● Activity:
I need the lines below from the one with "white window trim" down to the one with "find the mansard" reproduced exactly, both ends included, and nothing else.

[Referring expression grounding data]

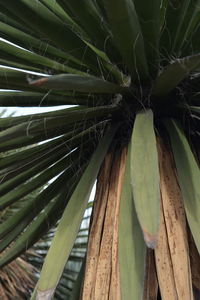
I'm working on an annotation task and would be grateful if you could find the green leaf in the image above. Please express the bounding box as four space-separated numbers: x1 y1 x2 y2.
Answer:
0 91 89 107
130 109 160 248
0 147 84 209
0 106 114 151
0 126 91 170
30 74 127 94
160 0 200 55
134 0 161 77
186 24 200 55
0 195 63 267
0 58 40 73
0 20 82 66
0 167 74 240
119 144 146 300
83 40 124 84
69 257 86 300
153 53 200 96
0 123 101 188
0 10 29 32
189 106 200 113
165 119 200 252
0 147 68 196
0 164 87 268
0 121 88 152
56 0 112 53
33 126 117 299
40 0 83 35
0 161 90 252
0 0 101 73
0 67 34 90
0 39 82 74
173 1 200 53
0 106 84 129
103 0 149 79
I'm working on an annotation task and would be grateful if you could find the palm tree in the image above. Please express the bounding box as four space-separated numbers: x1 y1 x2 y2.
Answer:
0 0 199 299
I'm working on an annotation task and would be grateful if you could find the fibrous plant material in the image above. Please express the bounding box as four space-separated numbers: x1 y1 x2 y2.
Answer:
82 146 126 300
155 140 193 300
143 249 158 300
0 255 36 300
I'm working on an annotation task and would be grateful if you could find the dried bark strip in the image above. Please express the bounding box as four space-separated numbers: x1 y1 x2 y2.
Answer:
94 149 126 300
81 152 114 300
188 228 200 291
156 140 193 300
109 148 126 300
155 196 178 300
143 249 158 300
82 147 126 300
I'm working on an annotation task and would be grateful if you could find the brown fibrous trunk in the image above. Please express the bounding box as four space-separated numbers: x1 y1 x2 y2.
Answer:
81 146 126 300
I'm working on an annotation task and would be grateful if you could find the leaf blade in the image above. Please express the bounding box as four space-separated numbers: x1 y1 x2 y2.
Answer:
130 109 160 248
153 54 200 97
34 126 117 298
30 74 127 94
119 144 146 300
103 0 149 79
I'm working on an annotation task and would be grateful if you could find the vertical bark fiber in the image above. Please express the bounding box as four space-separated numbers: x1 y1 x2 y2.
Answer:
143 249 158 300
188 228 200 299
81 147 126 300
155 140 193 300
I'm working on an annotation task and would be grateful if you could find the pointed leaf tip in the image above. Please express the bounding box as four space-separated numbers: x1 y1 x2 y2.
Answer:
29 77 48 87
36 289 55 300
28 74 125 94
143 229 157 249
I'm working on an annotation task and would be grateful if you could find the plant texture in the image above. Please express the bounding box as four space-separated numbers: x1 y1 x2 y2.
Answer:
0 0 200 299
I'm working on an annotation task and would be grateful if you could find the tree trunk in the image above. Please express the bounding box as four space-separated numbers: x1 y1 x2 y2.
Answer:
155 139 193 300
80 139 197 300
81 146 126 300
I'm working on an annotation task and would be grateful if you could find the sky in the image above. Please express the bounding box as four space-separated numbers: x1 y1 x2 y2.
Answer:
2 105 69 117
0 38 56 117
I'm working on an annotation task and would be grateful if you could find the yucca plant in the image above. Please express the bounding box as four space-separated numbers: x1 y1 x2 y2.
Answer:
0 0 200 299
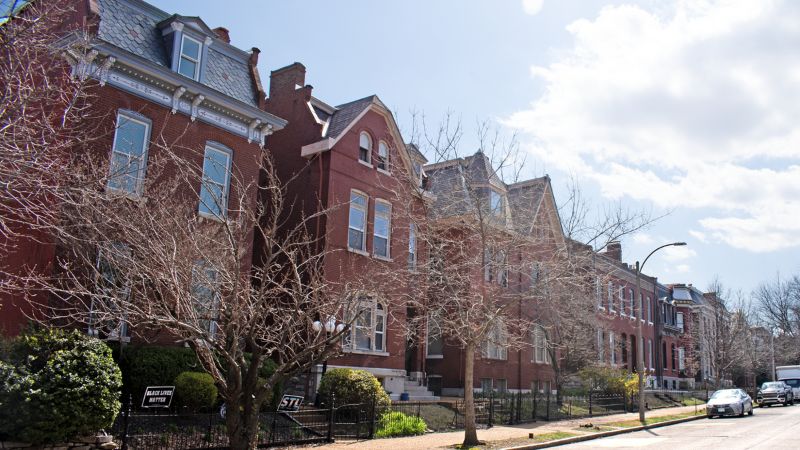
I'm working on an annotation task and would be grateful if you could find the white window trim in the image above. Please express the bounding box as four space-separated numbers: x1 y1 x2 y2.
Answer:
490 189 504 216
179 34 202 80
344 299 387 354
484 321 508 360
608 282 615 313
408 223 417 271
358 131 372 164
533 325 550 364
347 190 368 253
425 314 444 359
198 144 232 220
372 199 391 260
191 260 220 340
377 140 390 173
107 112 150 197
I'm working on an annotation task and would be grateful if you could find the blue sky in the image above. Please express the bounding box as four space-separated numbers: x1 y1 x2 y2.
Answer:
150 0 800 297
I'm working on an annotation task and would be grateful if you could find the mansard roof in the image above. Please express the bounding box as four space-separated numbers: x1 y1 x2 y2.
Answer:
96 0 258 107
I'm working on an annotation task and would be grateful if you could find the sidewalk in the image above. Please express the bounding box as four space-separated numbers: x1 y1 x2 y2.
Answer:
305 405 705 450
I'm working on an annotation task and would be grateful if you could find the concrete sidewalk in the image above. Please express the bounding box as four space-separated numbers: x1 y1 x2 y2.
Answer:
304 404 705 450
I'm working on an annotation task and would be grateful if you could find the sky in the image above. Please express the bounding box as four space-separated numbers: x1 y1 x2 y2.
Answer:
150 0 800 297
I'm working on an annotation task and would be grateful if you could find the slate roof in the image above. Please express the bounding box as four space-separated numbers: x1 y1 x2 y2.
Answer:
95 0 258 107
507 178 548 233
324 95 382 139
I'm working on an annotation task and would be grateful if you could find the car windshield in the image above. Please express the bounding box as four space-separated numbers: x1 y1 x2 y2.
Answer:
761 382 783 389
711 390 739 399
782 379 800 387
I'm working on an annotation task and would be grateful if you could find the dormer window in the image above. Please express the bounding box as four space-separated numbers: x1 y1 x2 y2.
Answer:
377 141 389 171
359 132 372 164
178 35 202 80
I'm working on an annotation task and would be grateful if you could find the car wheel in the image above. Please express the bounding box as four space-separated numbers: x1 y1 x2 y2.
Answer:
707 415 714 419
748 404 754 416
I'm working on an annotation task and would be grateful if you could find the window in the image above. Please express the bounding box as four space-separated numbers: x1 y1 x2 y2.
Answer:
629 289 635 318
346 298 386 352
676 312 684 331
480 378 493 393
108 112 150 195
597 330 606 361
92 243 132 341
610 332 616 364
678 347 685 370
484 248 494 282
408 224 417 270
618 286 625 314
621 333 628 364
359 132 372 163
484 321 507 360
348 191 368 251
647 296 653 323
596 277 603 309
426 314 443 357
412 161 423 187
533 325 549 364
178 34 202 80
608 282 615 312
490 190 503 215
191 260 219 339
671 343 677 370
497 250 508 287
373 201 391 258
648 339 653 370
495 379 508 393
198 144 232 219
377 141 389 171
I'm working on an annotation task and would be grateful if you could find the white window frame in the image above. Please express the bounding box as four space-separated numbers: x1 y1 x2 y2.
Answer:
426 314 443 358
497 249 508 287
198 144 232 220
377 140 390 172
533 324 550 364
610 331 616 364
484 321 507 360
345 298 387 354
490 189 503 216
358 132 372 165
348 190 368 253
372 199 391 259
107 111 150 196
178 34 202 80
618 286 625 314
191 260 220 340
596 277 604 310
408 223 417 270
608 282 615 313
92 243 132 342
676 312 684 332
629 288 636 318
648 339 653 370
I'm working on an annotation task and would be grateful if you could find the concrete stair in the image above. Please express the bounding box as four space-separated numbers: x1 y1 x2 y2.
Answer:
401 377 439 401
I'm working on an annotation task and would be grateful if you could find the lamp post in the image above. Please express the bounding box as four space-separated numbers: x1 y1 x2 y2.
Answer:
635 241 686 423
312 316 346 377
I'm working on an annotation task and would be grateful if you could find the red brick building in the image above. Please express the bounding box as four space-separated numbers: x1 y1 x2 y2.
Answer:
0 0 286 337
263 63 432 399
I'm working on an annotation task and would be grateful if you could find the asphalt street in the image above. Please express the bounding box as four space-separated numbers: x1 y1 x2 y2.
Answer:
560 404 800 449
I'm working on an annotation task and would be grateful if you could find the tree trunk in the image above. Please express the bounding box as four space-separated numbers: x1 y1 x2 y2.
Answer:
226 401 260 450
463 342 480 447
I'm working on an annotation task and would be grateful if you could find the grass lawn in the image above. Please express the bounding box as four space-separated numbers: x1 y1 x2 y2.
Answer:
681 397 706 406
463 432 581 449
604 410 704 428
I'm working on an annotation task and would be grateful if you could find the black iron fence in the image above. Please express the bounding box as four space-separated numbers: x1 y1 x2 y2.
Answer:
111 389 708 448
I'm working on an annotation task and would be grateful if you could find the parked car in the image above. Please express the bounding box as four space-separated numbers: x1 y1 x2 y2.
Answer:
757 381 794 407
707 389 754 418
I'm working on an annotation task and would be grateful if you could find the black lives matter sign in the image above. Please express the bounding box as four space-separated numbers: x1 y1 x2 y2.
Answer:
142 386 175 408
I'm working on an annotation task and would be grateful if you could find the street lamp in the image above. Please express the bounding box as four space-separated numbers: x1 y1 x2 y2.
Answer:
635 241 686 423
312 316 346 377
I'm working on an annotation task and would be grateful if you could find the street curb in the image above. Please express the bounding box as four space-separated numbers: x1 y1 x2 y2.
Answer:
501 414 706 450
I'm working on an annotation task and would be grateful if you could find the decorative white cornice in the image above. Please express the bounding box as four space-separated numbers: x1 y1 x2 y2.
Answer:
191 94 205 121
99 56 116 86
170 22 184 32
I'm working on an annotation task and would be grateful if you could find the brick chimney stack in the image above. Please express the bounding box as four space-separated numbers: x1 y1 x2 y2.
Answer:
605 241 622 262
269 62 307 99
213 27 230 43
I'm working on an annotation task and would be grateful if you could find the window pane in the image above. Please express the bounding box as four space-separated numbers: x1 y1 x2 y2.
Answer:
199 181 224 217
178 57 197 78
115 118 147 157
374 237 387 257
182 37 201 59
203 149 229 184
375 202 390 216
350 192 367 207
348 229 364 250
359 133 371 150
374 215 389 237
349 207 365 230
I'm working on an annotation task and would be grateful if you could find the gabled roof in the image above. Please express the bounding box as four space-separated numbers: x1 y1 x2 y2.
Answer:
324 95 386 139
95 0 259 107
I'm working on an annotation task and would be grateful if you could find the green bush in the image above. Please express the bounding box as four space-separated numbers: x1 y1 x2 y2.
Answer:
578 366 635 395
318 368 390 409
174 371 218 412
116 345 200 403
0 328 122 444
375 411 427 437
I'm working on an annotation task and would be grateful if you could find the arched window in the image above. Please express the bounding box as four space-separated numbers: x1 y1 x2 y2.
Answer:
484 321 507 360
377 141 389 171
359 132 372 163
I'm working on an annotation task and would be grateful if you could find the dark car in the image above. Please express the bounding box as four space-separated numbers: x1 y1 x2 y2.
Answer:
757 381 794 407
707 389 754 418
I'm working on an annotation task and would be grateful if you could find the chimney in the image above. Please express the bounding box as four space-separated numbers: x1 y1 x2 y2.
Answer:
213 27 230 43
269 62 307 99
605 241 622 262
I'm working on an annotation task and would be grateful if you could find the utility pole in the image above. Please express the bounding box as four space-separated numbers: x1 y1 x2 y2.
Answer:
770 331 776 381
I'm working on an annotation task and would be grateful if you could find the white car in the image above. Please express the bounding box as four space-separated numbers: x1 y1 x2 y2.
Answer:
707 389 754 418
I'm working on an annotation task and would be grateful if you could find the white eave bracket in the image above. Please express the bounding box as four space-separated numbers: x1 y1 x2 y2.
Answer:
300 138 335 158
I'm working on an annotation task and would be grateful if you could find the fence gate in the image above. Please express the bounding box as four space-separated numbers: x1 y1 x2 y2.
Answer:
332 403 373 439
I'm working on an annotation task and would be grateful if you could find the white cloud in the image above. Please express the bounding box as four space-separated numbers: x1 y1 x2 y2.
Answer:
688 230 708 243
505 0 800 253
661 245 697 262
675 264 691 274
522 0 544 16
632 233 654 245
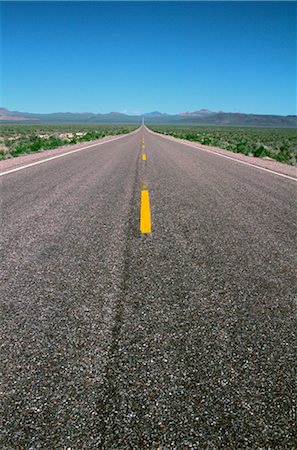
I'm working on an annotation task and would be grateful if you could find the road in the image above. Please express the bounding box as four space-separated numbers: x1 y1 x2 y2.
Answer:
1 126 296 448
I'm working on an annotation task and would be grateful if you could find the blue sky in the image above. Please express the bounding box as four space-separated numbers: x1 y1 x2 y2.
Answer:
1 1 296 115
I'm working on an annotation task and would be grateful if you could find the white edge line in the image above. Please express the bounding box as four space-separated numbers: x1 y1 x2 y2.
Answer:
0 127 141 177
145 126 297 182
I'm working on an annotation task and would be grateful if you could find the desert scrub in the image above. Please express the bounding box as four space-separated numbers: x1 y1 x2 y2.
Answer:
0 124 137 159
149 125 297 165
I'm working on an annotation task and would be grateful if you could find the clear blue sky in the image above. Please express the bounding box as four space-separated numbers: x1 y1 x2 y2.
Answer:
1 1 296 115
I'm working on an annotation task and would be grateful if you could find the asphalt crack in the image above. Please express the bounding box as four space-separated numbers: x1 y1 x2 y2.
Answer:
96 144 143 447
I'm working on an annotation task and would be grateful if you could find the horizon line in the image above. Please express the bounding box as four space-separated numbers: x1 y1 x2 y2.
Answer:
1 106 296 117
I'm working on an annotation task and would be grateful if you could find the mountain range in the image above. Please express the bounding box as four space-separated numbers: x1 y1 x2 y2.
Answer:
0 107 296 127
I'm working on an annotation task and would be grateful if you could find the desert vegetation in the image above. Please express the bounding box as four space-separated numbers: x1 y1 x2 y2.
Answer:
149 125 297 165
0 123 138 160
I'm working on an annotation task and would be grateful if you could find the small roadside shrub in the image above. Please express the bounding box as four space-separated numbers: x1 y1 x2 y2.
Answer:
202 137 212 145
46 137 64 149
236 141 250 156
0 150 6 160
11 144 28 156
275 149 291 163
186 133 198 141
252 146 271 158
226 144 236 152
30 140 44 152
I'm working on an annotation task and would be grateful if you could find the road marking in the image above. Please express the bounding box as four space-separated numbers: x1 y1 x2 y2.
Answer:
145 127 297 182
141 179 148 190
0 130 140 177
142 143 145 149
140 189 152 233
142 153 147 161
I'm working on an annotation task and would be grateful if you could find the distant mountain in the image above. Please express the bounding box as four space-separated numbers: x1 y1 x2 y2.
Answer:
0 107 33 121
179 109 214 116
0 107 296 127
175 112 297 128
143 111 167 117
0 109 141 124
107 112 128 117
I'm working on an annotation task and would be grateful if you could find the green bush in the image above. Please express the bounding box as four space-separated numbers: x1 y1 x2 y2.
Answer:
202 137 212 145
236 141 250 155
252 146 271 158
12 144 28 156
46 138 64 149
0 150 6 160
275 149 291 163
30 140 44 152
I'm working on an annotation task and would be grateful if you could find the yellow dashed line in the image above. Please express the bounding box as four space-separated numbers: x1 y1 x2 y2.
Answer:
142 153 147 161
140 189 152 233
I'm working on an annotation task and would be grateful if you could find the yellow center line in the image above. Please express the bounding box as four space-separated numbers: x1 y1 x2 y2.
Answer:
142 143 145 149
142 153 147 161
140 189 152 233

● Reply to the task:
I'm working on an annotation task and would be grateful if you could find the white window trim in the image above. Please express the bounding box as four space-separated numbers: x1 y1 x2 y2.
Answer:
490 189 504 216
179 34 202 80
344 299 387 354
484 321 508 360
608 282 615 313
408 223 417 271
358 131 372 164
533 325 550 364
347 190 368 253
425 314 444 359
198 144 232 220
372 199 391 260
191 260 220 340
377 140 390 173
107 112 150 197
I'm working on an annotation task and would be grateful if you could find the blue sky in the image above. Please express the bounding box as four space-separated numbers: x1 y1 x2 y2.
Answer:
150 0 800 297
I'm working on an annotation task and would be grateful if you could find the mansard roof in the image above. Please express the bounding box as four space-separated numbers: x1 y1 x2 y2.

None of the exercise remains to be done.